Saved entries

BEGIN

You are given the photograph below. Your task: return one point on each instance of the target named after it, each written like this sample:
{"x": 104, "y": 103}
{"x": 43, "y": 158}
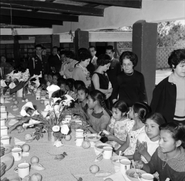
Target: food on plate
{"x": 68, "y": 137}
{"x": 94, "y": 169}
{"x": 34, "y": 159}
{"x": 25, "y": 148}
{"x": 36, "y": 177}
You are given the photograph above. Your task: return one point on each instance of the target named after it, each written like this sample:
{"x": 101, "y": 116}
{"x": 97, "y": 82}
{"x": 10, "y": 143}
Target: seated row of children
{"x": 156, "y": 145}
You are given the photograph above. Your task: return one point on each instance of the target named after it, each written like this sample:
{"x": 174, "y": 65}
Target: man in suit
{"x": 38, "y": 64}
{"x": 54, "y": 60}
{"x": 114, "y": 70}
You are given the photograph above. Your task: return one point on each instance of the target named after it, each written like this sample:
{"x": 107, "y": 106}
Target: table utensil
{"x": 135, "y": 174}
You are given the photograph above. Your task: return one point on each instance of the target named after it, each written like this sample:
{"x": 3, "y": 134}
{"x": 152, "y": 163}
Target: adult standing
{"x": 169, "y": 95}
{"x": 131, "y": 84}
{"x": 54, "y": 60}
{"x": 38, "y": 64}
{"x": 80, "y": 72}
{"x": 5, "y": 67}
{"x": 100, "y": 79}
{"x": 93, "y": 63}
{"x": 114, "y": 71}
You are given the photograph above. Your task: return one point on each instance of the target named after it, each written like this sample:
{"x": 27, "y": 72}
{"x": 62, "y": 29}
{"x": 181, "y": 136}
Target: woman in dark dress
{"x": 131, "y": 84}
{"x": 100, "y": 80}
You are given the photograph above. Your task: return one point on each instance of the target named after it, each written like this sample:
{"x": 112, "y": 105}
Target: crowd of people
{"x": 113, "y": 95}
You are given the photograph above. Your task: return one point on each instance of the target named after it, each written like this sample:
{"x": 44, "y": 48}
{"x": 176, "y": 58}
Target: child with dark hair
{"x": 148, "y": 142}
{"x": 78, "y": 84}
{"x": 138, "y": 112}
{"x": 99, "y": 116}
{"x": 119, "y": 124}
{"x": 169, "y": 159}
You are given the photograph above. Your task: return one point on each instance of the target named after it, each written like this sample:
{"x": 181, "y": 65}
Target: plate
{"x": 116, "y": 159}
{"x": 99, "y": 146}
{"x": 130, "y": 174}
{"x": 93, "y": 137}
{"x": 8, "y": 160}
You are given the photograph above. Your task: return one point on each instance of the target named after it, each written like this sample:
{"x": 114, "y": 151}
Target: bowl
{"x": 99, "y": 146}
{"x": 116, "y": 160}
{"x": 131, "y": 174}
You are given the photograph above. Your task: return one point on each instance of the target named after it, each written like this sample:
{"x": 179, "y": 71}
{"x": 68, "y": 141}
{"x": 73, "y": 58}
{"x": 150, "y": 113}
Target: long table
{"x": 77, "y": 161}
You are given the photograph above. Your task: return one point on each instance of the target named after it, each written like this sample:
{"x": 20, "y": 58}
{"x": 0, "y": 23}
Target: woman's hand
{"x": 142, "y": 148}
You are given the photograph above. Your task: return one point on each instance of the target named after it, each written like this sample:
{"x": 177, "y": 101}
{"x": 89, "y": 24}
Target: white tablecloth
{"x": 77, "y": 161}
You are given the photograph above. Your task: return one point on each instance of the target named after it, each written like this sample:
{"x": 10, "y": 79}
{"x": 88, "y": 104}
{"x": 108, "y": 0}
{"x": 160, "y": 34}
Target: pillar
{"x": 144, "y": 44}
{"x": 81, "y": 40}
{"x": 55, "y": 40}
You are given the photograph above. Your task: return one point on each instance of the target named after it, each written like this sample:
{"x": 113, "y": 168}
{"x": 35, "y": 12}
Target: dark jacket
{"x": 36, "y": 65}
{"x": 113, "y": 72}
{"x": 131, "y": 88}
{"x": 164, "y": 99}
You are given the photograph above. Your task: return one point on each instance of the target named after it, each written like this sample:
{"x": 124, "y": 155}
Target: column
{"x": 144, "y": 44}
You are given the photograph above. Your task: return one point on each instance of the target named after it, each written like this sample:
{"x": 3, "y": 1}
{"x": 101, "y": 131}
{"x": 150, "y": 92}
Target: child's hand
{"x": 142, "y": 148}
{"x": 110, "y": 137}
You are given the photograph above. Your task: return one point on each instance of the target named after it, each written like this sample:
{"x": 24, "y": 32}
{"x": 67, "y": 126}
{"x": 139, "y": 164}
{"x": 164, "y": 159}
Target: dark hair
{"x": 121, "y": 105}
{"x": 78, "y": 83}
{"x": 177, "y": 130}
{"x": 176, "y": 57}
{"x": 38, "y": 46}
{"x": 96, "y": 95}
{"x": 92, "y": 47}
{"x": 129, "y": 55}
{"x": 70, "y": 83}
{"x": 103, "y": 60}
{"x": 83, "y": 88}
{"x": 110, "y": 47}
{"x": 142, "y": 109}
{"x": 157, "y": 118}
{"x": 83, "y": 54}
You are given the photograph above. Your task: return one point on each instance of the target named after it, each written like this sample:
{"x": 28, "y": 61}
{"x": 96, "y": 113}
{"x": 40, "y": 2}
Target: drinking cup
{"x": 147, "y": 177}
{"x": 2, "y": 124}
{"x": 17, "y": 153}
{"x": 124, "y": 165}
{"x": 4, "y": 131}
{"x": 79, "y": 133}
{"x": 23, "y": 169}
{"x": 79, "y": 141}
{"x": 5, "y": 140}
{"x": 107, "y": 152}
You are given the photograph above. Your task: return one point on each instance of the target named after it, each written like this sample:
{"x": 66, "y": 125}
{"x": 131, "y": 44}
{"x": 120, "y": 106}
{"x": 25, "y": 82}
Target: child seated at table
{"x": 138, "y": 112}
{"x": 169, "y": 159}
{"x": 82, "y": 97}
{"x": 148, "y": 142}
{"x": 99, "y": 115}
{"x": 119, "y": 124}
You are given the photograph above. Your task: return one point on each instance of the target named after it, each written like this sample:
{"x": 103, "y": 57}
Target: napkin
{"x": 27, "y": 105}
{"x": 18, "y": 142}
{"x": 117, "y": 177}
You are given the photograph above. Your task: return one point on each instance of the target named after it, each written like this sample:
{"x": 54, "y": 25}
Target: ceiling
{"x": 45, "y": 13}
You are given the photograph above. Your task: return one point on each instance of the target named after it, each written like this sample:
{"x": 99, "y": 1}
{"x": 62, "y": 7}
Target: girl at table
{"x": 119, "y": 124}
{"x": 138, "y": 112}
{"x": 148, "y": 142}
{"x": 99, "y": 115}
{"x": 169, "y": 159}
{"x": 82, "y": 97}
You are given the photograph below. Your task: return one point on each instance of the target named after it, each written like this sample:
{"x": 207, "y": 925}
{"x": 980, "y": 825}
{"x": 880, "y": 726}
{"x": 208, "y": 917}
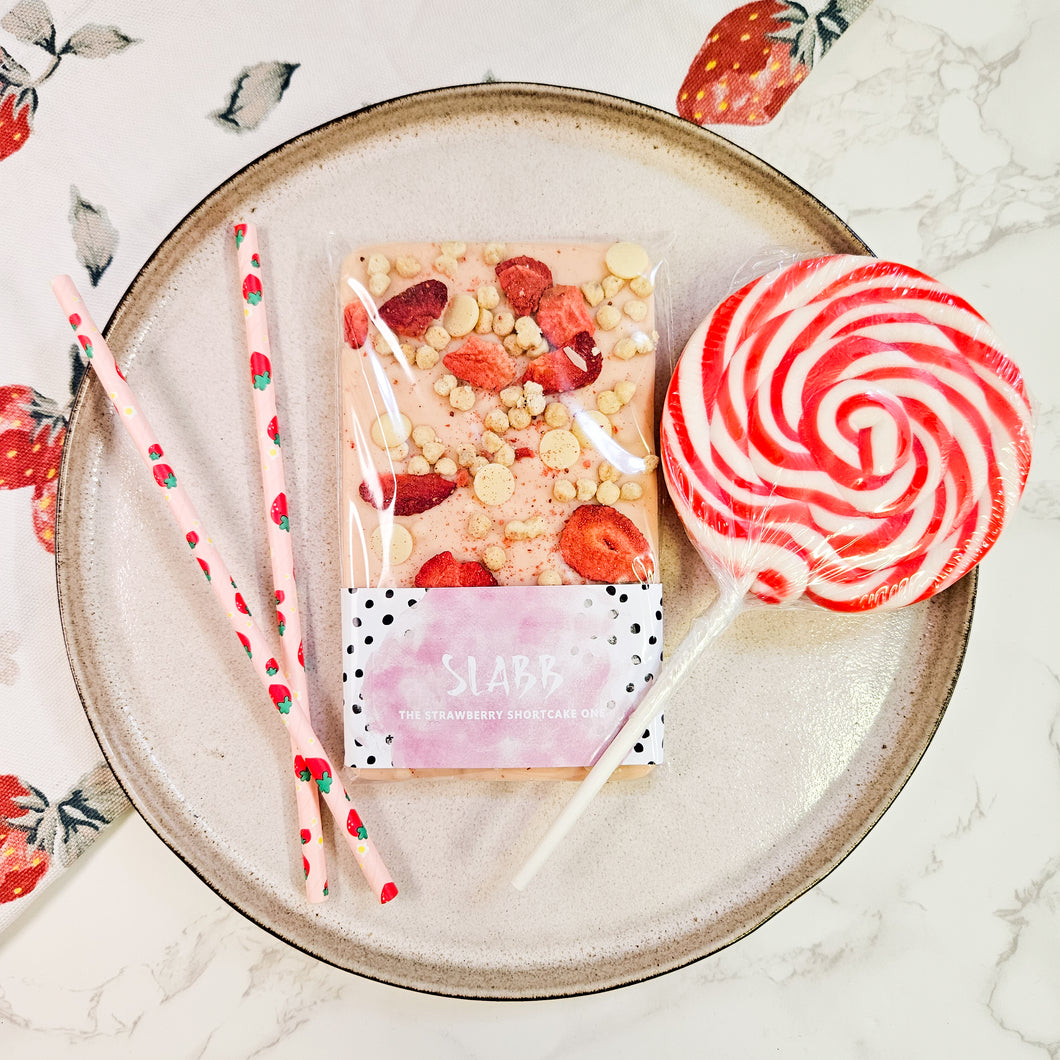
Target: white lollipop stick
{"x": 710, "y": 624}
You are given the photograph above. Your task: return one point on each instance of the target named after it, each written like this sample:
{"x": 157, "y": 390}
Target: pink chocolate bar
{"x": 497, "y": 426}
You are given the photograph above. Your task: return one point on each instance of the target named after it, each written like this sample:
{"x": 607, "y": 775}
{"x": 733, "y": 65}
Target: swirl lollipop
{"x": 844, "y": 431}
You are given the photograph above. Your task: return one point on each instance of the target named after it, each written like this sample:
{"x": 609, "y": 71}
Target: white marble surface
{"x": 933, "y": 129}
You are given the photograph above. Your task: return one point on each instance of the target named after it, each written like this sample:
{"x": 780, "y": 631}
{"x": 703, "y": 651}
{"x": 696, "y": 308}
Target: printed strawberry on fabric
{"x": 32, "y": 431}
{"x": 755, "y": 57}
{"x": 38, "y": 834}
{"x": 31, "y": 23}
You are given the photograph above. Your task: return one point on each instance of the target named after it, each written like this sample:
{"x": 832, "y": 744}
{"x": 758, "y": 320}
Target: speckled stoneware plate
{"x": 794, "y": 736}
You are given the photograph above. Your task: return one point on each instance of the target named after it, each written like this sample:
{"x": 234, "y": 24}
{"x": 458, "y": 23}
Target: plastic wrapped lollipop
{"x": 845, "y": 433}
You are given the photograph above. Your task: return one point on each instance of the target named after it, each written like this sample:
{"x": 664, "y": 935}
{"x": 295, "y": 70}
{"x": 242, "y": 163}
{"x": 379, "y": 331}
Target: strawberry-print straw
{"x": 278, "y": 529}
{"x": 314, "y": 760}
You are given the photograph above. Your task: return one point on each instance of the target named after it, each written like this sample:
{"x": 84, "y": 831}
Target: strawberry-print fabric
{"x": 107, "y": 138}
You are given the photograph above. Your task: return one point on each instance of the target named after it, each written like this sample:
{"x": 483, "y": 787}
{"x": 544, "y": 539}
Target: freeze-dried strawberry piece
{"x": 408, "y": 494}
{"x": 523, "y": 280}
{"x": 413, "y": 311}
{"x": 562, "y": 314}
{"x": 482, "y": 364}
{"x": 444, "y": 570}
{"x": 575, "y": 365}
{"x": 602, "y": 545}
{"x": 355, "y": 324}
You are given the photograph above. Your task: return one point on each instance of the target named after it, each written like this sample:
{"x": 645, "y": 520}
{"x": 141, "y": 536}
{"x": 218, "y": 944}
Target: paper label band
{"x": 506, "y": 677}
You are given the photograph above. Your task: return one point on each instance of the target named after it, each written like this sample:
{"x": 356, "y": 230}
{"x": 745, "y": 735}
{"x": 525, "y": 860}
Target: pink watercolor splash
{"x": 520, "y": 650}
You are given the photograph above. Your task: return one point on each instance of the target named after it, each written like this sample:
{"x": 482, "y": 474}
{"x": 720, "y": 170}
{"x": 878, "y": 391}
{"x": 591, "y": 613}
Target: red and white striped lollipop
{"x": 844, "y": 430}
{"x": 847, "y": 430}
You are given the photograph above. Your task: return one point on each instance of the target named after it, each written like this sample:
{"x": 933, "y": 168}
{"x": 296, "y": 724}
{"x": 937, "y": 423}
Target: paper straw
{"x": 278, "y": 531}
{"x": 313, "y": 758}
{"x": 703, "y": 631}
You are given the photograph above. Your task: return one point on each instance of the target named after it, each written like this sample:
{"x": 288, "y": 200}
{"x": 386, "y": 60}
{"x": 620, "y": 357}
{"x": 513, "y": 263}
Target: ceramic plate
{"x": 790, "y": 741}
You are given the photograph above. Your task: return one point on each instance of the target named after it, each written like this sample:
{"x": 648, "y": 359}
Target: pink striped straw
{"x": 312, "y": 758}
{"x": 278, "y": 530}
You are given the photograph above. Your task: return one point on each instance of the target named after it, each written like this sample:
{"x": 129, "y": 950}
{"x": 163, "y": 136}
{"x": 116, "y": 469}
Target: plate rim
{"x": 710, "y": 141}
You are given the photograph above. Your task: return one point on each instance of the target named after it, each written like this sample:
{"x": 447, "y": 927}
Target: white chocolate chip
{"x": 462, "y": 399}
{"x": 586, "y": 489}
{"x": 461, "y": 315}
{"x": 593, "y": 293}
{"x": 635, "y": 310}
{"x": 557, "y": 414}
{"x": 433, "y": 452}
{"x": 447, "y": 265}
{"x": 377, "y": 283}
{"x": 607, "y": 317}
{"x": 426, "y": 357}
{"x": 494, "y": 484}
{"x": 519, "y": 419}
{"x": 595, "y": 417}
{"x": 479, "y": 525}
{"x": 494, "y": 557}
{"x": 641, "y": 286}
{"x": 559, "y": 448}
{"x": 444, "y": 385}
{"x": 399, "y": 547}
{"x": 488, "y": 296}
{"x": 387, "y": 434}
{"x": 626, "y": 260}
{"x": 527, "y": 332}
{"x": 407, "y": 266}
{"x": 496, "y": 420}
{"x": 377, "y": 263}
{"x": 564, "y": 490}
{"x": 437, "y": 336}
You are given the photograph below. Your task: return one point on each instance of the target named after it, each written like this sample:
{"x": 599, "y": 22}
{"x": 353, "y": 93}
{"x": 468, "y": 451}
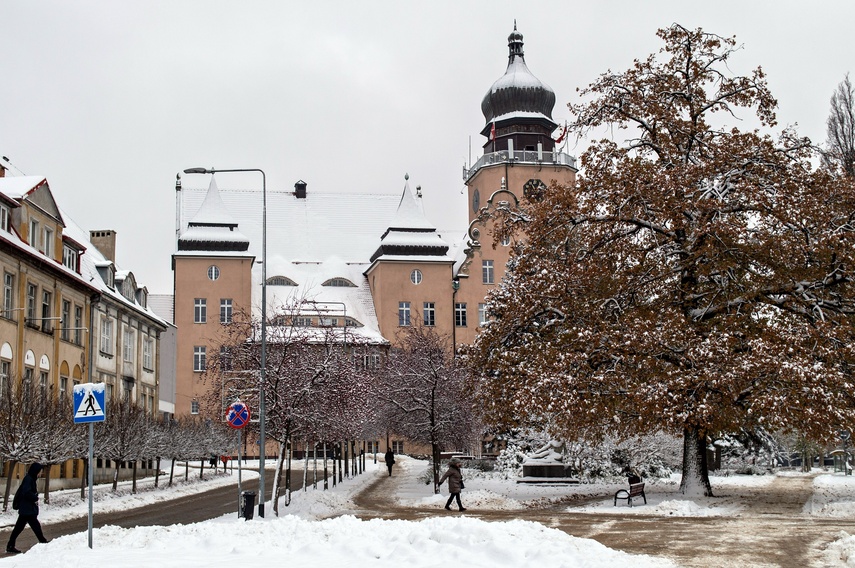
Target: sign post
{"x": 237, "y": 415}
{"x": 88, "y": 408}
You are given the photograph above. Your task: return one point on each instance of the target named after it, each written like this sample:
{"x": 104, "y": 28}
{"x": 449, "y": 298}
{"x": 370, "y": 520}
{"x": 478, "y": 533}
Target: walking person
{"x": 455, "y": 483}
{"x": 390, "y": 460}
{"x": 26, "y": 501}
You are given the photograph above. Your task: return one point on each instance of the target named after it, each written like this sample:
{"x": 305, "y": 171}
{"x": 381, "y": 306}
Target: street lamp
{"x": 261, "y": 433}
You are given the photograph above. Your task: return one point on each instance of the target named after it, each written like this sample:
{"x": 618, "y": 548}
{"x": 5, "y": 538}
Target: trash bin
{"x": 247, "y": 504}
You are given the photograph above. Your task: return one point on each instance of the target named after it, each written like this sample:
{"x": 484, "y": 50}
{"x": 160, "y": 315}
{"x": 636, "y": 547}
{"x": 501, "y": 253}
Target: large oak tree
{"x": 698, "y": 278}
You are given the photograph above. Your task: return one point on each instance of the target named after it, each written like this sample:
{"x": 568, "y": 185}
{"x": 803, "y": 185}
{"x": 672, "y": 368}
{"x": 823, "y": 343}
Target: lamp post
{"x": 261, "y": 433}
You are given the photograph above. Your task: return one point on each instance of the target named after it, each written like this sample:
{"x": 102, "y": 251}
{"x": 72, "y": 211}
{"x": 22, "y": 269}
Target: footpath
{"x": 772, "y": 531}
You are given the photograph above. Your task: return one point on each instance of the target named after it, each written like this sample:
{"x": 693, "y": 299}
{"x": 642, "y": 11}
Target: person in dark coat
{"x": 390, "y": 460}
{"x": 455, "y": 483}
{"x": 26, "y": 501}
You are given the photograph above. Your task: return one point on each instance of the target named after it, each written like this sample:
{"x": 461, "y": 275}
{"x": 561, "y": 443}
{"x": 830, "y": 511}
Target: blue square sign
{"x": 89, "y": 403}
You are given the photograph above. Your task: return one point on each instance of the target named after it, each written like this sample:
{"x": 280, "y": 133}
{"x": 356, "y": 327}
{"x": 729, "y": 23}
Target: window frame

END

**Your objective**: Print exactly, and only, the lines from the line that contains "Target: footpath" through the last line of the records.

**Solution**:
Target: footpath
{"x": 772, "y": 531}
You are given the photograph above. Your task: return one point on each instance of the target named after it, each written like this sample:
{"x": 693, "y": 299}
{"x": 642, "y": 11}
Target: person in dark coat
{"x": 390, "y": 460}
{"x": 455, "y": 483}
{"x": 26, "y": 501}
You are given the photograph above. Your task: return one point on each instance of the target named after it, each written like this sample:
{"x": 461, "y": 275}
{"x": 561, "y": 443}
{"x": 830, "y": 511}
Target: blue square sign
{"x": 89, "y": 403}
You are given the photograph above. Your task: return one point on each instance of the target named after it, each written like this sample:
{"x": 280, "y": 133}
{"x": 356, "y": 327}
{"x": 729, "y": 23}
Target: window frame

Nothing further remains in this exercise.